SUPPLIED TEXT:
# Colnago Tecnos questions



## atpjunkie (Mar 23, 2002)

am building one up for my wife (49C w 51.5 TT) and am making sure on Fork Rake and Seatpost size. Any help appreciated, have a 27.2 Campy and it appears tight (don't want to force it) is it 27.0? and I have the original steel fork but am considering replacing w/ Carbon (heresy I know) should I stay w/ the steel (she's no racer) or which Nag fork is better recommended?
thx

atp


----------



## russw19 (Nov 27, 2002)

atpjunkie said:


> am building one up for my wife (49C w 51.5 TT) and am making sure on Fork Rake and Seatpost size. Any help appreciated, have a 27.2 Campy and it appears tight (don't want to force it) is it 27.0? and I have the original steel fork but am considering replacing w/ Carbon (heresy I know) should I stay w/ the steel (she's no racer) or which Nag fork is better recommended?

DATA SUPPLIED:
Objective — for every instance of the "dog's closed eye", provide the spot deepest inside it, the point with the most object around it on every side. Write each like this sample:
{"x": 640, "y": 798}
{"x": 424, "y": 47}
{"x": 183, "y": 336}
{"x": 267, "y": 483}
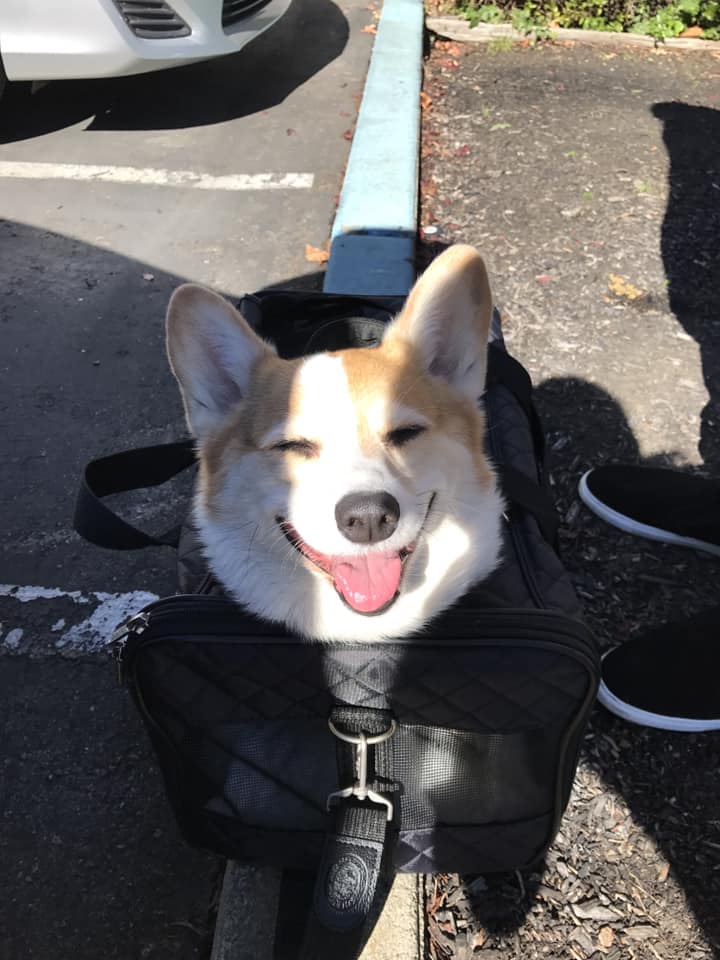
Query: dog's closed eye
{"x": 300, "y": 446}
{"x": 402, "y": 435}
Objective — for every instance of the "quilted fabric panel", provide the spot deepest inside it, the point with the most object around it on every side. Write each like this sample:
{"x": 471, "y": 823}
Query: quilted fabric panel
{"x": 483, "y": 688}
{"x": 491, "y": 848}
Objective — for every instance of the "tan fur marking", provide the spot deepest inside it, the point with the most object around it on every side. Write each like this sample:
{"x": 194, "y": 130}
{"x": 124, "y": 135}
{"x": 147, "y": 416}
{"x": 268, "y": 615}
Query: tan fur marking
{"x": 393, "y": 373}
{"x": 270, "y": 400}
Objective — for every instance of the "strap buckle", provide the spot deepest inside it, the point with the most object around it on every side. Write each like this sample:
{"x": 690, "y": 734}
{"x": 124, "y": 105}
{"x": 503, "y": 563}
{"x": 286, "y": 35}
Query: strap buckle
{"x": 360, "y": 788}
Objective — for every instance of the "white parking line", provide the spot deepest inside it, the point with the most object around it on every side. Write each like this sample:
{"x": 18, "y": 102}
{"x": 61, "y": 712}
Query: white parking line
{"x": 154, "y": 177}
{"x": 94, "y": 627}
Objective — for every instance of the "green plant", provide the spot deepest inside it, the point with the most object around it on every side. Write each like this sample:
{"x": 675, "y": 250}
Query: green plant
{"x": 661, "y": 19}
{"x": 526, "y": 21}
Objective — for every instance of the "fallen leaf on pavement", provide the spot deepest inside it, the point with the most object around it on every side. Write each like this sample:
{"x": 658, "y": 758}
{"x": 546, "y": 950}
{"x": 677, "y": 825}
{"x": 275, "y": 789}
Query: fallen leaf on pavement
{"x": 623, "y": 288}
{"x": 316, "y": 254}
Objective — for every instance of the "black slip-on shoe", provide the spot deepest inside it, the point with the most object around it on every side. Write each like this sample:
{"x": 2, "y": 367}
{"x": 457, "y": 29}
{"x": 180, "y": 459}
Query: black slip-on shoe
{"x": 659, "y": 504}
{"x": 668, "y": 678}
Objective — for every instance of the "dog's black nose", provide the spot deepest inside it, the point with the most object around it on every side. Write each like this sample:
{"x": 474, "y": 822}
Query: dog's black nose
{"x": 367, "y": 517}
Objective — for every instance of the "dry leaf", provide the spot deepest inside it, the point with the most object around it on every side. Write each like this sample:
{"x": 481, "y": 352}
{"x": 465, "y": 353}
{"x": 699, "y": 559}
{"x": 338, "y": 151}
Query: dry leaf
{"x": 623, "y": 288}
{"x": 316, "y": 254}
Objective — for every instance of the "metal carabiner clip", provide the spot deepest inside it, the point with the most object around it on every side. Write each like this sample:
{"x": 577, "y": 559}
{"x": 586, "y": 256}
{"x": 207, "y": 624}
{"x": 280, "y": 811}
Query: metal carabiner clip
{"x": 360, "y": 788}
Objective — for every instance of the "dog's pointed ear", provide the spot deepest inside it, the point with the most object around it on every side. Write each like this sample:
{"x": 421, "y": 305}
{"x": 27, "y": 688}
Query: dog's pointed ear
{"x": 212, "y": 352}
{"x": 447, "y": 319}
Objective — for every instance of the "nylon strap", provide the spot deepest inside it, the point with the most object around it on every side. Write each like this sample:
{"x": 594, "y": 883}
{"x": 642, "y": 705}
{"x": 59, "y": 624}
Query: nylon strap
{"x": 119, "y": 473}
{"x": 355, "y": 855}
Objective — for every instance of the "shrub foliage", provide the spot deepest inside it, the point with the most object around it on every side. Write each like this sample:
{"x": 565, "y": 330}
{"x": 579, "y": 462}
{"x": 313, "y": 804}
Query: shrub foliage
{"x": 658, "y": 18}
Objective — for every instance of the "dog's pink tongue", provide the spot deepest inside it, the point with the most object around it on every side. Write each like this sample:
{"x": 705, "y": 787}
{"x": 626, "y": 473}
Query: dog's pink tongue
{"x": 367, "y": 583}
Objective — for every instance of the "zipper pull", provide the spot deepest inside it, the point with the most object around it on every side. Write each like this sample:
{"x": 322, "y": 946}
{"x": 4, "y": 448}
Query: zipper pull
{"x": 134, "y": 627}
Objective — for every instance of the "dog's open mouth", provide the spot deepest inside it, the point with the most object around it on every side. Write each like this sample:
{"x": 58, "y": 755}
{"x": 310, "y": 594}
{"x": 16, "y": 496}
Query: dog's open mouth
{"x": 368, "y": 584}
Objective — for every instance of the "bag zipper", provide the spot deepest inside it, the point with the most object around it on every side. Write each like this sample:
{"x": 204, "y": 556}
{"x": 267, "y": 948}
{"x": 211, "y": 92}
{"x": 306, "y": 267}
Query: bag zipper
{"x": 197, "y": 618}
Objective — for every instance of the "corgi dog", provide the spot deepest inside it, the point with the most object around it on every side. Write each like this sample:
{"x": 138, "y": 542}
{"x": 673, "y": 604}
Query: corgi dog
{"x": 346, "y": 495}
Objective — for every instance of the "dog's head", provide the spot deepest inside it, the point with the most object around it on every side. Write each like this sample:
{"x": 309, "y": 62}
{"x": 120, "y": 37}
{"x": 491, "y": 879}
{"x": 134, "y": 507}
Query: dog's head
{"x": 345, "y": 494}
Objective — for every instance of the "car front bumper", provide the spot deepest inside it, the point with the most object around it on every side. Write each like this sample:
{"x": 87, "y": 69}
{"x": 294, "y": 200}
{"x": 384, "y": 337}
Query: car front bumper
{"x": 55, "y": 40}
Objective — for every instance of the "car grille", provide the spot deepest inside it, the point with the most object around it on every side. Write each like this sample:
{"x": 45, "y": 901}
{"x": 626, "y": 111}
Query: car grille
{"x": 235, "y": 10}
{"x": 152, "y": 19}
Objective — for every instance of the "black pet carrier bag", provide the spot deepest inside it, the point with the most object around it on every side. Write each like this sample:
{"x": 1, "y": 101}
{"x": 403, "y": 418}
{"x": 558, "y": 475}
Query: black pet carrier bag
{"x": 453, "y": 750}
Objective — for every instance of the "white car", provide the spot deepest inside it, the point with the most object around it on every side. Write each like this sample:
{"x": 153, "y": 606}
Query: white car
{"x": 74, "y": 39}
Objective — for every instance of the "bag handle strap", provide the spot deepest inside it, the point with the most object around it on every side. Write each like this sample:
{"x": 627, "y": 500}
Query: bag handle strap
{"x": 508, "y": 372}
{"x": 119, "y": 473}
{"x": 357, "y": 848}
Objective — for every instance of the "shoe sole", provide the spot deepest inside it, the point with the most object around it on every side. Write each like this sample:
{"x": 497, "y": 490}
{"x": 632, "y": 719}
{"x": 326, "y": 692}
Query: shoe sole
{"x": 627, "y": 524}
{"x": 645, "y": 718}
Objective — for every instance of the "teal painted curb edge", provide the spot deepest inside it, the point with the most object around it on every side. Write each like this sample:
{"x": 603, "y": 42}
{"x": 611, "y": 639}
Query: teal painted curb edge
{"x": 379, "y": 194}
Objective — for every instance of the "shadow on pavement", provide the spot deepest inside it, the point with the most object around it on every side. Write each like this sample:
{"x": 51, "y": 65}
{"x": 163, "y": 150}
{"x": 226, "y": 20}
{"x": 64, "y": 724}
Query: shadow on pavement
{"x": 690, "y": 244}
{"x": 667, "y": 781}
{"x": 310, "y": 36}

WRITTEN TASKS:
1 - List every measurement the first post of the Colnago Tecnos thread gives for the frame or seatpost.
2 - Answer these questions from the Colnago Tecnos thread.
(a) On what date did atpjunkie post?
(b) What material is the original fork?
(c) Who posted on Nov 27, 2002?
3 - Copy the stretch of the Colnago Tecnos thread from "## atpjunkie (Mar" through "(Nov 27, 2002)".
The entries have nothing to do with the Colnago Tecnos thread.

ANSWERS:
1 -
- 49C (frame size)
- 51.5 TT (top tube)
- 27.2 (the Campy seatpost on hand)
- 27.0 (the size the poster asks about)

2 -
(a) Mar 23, 2002
(b) Steel
(c) russw19

3 -
## atpjunkie (Mar 23, 2002)

am building one up for my wife (49C w 51.5 TT) and am making sure on Fork Rake and Seatpost size. Any help appreciated, have a 27.2 Campy and it appears tight (don't want to force it) is it 27.0? and I have the original steel fork but am considering replacing w/ Carbon (heresy I know) should I stay w/ the steel (she's no racer) or which Nag fork is better recommended?
thx

atp


----------



## russw19 (Nov 27, 2002)